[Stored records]
────────────────
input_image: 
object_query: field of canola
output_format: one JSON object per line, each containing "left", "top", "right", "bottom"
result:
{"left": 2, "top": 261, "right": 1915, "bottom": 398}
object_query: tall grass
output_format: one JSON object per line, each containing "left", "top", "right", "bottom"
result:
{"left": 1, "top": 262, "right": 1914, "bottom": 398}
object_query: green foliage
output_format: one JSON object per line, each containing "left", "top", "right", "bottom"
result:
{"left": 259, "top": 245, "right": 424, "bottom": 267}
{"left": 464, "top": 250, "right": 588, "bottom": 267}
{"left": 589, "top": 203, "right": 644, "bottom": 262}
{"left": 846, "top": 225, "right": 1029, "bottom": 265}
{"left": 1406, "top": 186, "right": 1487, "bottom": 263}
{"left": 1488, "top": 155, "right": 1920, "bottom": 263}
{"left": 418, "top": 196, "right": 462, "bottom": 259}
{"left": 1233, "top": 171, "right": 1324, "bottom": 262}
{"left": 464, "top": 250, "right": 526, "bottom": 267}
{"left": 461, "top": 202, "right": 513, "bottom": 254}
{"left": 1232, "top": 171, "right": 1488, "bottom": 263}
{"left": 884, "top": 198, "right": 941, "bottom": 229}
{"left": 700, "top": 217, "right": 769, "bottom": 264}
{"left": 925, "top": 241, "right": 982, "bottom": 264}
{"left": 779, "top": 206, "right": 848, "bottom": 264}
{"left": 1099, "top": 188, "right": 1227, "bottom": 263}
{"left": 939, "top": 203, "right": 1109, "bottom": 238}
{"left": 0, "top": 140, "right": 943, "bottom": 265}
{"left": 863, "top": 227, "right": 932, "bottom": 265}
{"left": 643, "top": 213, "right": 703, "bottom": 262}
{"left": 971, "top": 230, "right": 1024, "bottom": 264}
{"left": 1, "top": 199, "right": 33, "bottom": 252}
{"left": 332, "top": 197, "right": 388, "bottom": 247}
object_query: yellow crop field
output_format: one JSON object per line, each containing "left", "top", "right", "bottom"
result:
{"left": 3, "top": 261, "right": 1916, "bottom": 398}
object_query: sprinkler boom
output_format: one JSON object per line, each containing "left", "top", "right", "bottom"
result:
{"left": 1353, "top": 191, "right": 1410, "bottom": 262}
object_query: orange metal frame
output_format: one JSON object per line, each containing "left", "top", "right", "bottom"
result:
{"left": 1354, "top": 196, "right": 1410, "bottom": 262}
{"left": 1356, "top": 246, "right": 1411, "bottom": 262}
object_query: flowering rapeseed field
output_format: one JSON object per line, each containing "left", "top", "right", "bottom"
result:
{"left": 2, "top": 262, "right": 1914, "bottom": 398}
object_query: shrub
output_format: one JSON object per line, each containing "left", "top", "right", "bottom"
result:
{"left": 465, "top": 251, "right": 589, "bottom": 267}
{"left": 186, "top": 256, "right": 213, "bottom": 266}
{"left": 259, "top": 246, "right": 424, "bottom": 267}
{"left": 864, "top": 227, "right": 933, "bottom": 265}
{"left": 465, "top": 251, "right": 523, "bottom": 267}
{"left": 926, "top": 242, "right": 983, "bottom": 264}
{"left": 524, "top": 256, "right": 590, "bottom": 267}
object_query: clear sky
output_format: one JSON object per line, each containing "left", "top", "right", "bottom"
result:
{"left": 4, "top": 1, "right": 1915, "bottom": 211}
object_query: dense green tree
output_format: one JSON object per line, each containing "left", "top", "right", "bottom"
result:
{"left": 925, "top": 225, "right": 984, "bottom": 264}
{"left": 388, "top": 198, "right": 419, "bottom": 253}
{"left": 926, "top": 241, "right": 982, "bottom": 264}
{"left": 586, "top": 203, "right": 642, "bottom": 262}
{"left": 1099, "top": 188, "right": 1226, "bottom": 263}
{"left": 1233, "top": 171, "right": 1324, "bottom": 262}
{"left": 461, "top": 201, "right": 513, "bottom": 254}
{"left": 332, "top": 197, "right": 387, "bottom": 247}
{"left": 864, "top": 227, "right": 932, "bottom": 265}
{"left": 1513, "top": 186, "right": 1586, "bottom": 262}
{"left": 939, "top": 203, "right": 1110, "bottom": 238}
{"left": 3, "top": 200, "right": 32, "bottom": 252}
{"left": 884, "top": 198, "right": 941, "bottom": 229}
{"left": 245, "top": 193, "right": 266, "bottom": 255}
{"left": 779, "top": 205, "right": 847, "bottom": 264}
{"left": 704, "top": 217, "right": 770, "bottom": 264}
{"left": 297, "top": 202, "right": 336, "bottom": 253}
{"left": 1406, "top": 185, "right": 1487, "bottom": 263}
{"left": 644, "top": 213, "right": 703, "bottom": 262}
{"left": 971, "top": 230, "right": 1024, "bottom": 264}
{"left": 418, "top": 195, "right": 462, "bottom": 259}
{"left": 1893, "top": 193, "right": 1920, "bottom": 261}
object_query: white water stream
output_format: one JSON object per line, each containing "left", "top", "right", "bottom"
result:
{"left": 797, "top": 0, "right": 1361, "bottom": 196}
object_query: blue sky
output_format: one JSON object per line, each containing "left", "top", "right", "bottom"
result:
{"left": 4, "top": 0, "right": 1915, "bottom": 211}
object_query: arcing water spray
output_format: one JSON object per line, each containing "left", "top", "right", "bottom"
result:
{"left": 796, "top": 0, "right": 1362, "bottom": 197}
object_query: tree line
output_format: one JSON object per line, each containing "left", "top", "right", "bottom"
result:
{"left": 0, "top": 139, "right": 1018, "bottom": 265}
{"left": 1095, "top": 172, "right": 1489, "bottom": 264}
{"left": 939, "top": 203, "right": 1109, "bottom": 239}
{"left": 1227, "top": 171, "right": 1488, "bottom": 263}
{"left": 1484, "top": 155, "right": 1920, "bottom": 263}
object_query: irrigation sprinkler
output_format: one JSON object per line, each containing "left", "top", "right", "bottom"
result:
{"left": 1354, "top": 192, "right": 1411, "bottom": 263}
────────────────
Prompt:
Exact copies of all the lines above are required.

Output for this task:
input_image: 
object_query: field of canola
output_format: one JSON object per line, each containing "left", "top", "right", "bottom"
result:
{"left": 2, "top": 261, "right": 1915, "bottom": 398}
object_query: tall grass
output_format: one JSON object per line, each containing "left", "top", "right", "bottom"
result:
{"left": 1, "top": 262, "right": 1914, "bottom": 398}
object_query: green foliage
output_format: one JSON object per line, each containing "left", "top", "right", "bottom"
result:
{"left": 259, "top": 245, "right": 424, "bottom": 267}
{"left": 464, "top": 250, "right": 588, "bottom": 267}
{"left": 589, "top": 203, "right": 644, "bottom": 262}
{"left": 846, "top": 225, "right": 1029, "bottom": 265}
{"left": 1406, "top": 186, "right": 1487, "bottom": 263}
{"left": 1488, "top": 155, "right": 1920, "bottom": 263}
{"left": 418, "top": 196, "right": 462, "bottom": 259}
{"left": 1233, "top": 171, "right": 1324, "bottom": 262}
{"left": 464, "top": 250, "right": 526, "bottom": 267}
{"left": 461, "top": 202, "right": 513, "bottom": 254}
{"left": 1232, "top": 171, "right": 1488, "bottom": 263}
{"left": 884, "top": 198, "right": 941, "bottom": 229}
{"left": 700, "top": 217, "right": 769, "bottom": 264}
{"left": 925, "top": 241, "right": 982, "bottom": 264}
{"left": 779, "top": 206, "right": 848, "bottom": 264}
{"left": 1099, "top": 188, "right": 1227, "bottom": 263}
{"left": 939, "top": 203, "right": 1109, "bottom": 238}
{"left": 0, "top": 140, "right": 943, "bottom": 265}
{"left": 863, "top": 227, "right": 932, "bottom": 265}
{"left": 643, "top": 213, "right": 703, "bottom": 262}
{"left": 971, "top": 230, "right": 1024, "bottom": 264}
{"left": 1, "top": 199, "right": 33, "bottom": 252}
{"left": 332, "top": 197, "right": 388, "bottom": 247}
object_query: yellow crop field
output_format: one JSON object per line, each containing "left", "top", "right", "bottom"
result:
{"left": 3, "top": 261, "right": 1916, "bottom": 398}
object_query: sprinkler boom
output_format: one JSON object per line, each containing "left", "top", "right", "bottom"
result:
{"left": 1353, "top": 191, "right": 1410, "bottom": 262}
object_query: orange metal frame
output_format: one JSON object per line, each containing "left", "top", "right", "bottom"
result:
{"left": 1354, "top": 196, "right": 1410, "bottom": 262}
{"left": 1356, "top": 246, "right": 1411, "bottom": 262}
object_query: flowering rapeseed field
output_format: one JSON object per line, each containing "left", "top", "right", "bottom"
result:
{"left": 2, "top": 262, "right": 1914, "bottom": 398}
object_query: shrub
output_format: one JSON object per line, each containing "left", "top", "right", "bottom"
result:
{"left": 465, "top": 251, "right": 589, "bottom": 267}
{"left": 186, "top": 256, "right": 213, "bottom": 266}
{"left": 259, "top": 246, "right": 424, "bottom": 267}
{"left": 864, "top": 227, "right": 933, "bottom": 265}
{"left": 465, "top": 251, "right": 523, "bottom": 267}
{"left": 926, "top": 242, "right": 983, "bottom": 264}
{"left": 524, "top": 256, "right": 590, "bottom": 267}
object_query: clear sky
output_format: one JSON object per line, each containing "left", "top", "right", "bottom"
result:
{"left": 4, "top": 1, "right": 1915, "bottom": 211}
object_query: dense green tree
output_format: one JSON object per line, each containing "left", "top", "right", "bottom"
result:
{"left": 925, "top": 225, "right": 984, "bottom": 264}
{"left": 388, "top": 198, "right": 419, "bottom": 253}
{"left": 926, "top": 241, "right": 982, "bottom": 264}
{"left": 586, "top": 203, "right": 642, "bottom": 262}
{"left": 1099, "top": 188, "right": 1226, "bottom": 263}
{"left": 1233, "top": 171, "right": 1324, "bottom": 262}
{"left": 461, "top": 201, "right": 513, "bottom": 254}
{"left": 332, "top": 197, "right": 387, "bottom": 247}
{"left": 864, "top": 227, "right": 932, "bottom": 265}
{"left": 1513, "top": 186, "right": 1586, "bottom": 262}
{"left": 939, "top": 203, "right": 1110, "bottom": 238}
{"left": 3, "top": 200, "right": 32, "bottom": 252}
{"left": 884, "top": 198, "right": 941, "bottom": 229}
{"left": 245, "top": 193, "right": 266, "bottom": 255}
{"left": 779, "top": 205, "right": 847, "bottom": 264}
{"left": 704, "top": 217, "right": 770, "bottom": 264}
{"left": 297, "top": 202, "right": 336, "bottom": 253}
{"left": 1406, "top": 185, "right": 1487, "bottom": 263}
{"left": 644, "top": 213, "right": 703, "bottom": 262}
{"left": 971, "top": 230, "right": 1024, "bottom": 264}
{"left": 418, "top": 195, "right": 462, "bottom": 259}
{"left": 1893, "top": 193, "right": 1920, "bottom": 261}
object_query: white water stream
output_format: one JSON object per line, each containing "left", "top", "right", "bottom"
result:
{"left": 797, "top": 0, "right": 1361, "bottom": 196}
object_query: blue sky
output_format: one JSON object per line, each containing "left", "top", "right", "bottom"
result:
{"left": 4, "top": 0, "right": 1915, "bottom": 211}
object_query: arcing water spray
output_format: one JSON object per line, each containing "left", "top", "right", "bottom"
result:
{"left": 796, "top": 0, "right": 1362, "bottom": 197}
object_query: tree line
output_format: one JSON object per line, each containing "left", "top", "right", "bottom"
result:
{"left": 0, "top": 139, "right": 1018, "bottom": 265}
{"left": 1095, "top": 172, "right": 1489, "bottom": 264}
{"left": 939, "top": 203, "right": 1109, "bottom": 239}
{"left": 1227, "top": 171, "right": 1488, "bottom": 263}
{"left": 1484, "top": 155, "right": 1920, "bottom": 263}
object_query: irrigation sprinkler
output_format: one JSON object per line, each containing "left", "top", "right", "bottom"
result:
{"left": 1354, "top": 192, "right": 1411, "bottom": 263}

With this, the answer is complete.